▶ [STATED EXERCISE]:
Copy the material below line for line, starting at its very first line and ending at the line containing "pixel 256 188", with both of those lines included.

▶ [LISTED RECORDS]:
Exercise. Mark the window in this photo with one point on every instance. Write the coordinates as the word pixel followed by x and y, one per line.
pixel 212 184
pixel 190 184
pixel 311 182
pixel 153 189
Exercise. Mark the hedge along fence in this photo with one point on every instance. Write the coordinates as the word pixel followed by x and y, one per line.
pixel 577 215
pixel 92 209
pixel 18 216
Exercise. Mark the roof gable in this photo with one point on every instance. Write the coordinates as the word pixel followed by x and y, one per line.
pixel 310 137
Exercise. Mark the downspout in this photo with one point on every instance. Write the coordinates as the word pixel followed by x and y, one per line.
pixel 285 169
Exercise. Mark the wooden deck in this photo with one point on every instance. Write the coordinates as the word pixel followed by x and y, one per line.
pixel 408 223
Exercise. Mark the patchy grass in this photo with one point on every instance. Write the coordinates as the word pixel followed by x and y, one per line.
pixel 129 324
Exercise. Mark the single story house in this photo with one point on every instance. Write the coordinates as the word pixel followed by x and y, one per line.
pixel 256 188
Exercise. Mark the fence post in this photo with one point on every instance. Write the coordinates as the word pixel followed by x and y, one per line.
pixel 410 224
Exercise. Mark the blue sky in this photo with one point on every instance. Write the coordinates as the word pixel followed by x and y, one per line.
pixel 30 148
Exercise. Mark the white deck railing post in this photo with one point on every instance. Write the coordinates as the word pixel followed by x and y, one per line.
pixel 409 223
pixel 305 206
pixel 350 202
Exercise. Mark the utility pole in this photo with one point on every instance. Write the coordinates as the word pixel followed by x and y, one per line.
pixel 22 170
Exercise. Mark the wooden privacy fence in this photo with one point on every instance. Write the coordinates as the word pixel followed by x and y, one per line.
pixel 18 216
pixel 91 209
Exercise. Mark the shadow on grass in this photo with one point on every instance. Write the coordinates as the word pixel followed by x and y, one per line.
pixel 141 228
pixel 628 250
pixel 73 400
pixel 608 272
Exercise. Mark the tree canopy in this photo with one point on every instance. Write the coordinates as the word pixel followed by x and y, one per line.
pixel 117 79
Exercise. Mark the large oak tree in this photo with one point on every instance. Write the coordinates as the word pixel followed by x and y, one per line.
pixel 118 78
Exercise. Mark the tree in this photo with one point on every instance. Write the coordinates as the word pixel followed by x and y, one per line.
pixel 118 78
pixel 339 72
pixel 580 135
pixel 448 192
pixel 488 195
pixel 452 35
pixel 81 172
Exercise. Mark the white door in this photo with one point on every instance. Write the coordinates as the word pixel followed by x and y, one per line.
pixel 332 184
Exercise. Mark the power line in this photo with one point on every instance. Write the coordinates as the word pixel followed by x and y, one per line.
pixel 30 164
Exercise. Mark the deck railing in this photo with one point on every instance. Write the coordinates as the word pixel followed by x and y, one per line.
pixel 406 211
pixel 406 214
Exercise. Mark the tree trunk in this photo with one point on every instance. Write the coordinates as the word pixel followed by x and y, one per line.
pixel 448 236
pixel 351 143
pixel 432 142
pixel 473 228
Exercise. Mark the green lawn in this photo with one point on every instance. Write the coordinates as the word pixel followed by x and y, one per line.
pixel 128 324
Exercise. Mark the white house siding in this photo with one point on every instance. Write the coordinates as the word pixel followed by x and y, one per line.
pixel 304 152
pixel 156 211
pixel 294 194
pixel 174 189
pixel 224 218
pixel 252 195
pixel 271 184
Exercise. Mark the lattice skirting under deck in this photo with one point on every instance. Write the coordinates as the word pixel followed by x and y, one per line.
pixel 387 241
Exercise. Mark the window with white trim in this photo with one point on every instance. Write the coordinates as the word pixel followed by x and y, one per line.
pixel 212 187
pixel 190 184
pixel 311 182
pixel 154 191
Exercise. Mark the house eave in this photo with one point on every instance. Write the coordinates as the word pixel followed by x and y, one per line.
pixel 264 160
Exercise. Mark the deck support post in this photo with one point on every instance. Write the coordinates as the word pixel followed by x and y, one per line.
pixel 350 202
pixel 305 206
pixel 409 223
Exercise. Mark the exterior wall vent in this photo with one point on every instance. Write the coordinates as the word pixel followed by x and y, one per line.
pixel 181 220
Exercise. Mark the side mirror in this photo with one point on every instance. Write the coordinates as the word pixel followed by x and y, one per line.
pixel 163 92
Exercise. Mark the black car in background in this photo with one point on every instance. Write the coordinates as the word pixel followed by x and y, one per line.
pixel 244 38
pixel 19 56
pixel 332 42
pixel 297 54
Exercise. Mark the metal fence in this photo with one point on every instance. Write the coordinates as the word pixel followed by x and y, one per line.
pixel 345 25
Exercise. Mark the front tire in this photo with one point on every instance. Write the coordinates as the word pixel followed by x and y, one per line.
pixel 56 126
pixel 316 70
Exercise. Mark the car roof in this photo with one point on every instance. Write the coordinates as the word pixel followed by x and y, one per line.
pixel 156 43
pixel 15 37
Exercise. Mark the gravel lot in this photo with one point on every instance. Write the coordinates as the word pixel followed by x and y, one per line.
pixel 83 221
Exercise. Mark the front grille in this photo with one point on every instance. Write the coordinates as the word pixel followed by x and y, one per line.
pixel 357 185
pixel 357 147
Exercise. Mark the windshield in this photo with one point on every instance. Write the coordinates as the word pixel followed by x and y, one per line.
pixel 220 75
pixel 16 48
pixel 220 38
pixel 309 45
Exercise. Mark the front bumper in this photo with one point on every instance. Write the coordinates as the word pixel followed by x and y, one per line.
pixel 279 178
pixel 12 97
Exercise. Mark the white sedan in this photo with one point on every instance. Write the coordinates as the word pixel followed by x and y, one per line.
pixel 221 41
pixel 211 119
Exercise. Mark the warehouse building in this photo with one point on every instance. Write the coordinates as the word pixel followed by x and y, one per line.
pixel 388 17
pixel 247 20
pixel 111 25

▶ [TASK RESPONSE]:
Exercise. Mark the window in this photo with one point on every instance. Write the coordinates as the word pixel followed by x and y, one per line.
pixel 212 184
pixel 190 184
pixel 311 182
pixel 153 189
Exercise. Mark the hedge along fence in this photo with one point on every instance. Write the coordinates as the word pixel followed by x and y, one per line.
pixel 577 215
pixel 92 209
pixel 18 216
Exercise. Mark the roof gable in this photo with one point on every instance. Write the coordinates as the word pixel followed by x and y, one per line.
pixel 310 137
Exercise. Mark the downspout in this photo with one point on every instance. Write the coordinates as the word pixel followed by x and y, one per line.
pixel 285 169
Exercise. Mark the wooden deck in this photo with one point on every instance. Write the coordinates as the word pixel followed by x and y, one per line.
pixel 408 223
Exercise. Mark the patchy grass in this photo with one point on every instance. Write the coordinates as the word pixel followed by x and y, one per line.
pixel 129 324
Exercise. Mark the single story house in this photo with one point on every instance. Write the coordinates as the word pixel followed by x and y, one per line.
pixel 256 188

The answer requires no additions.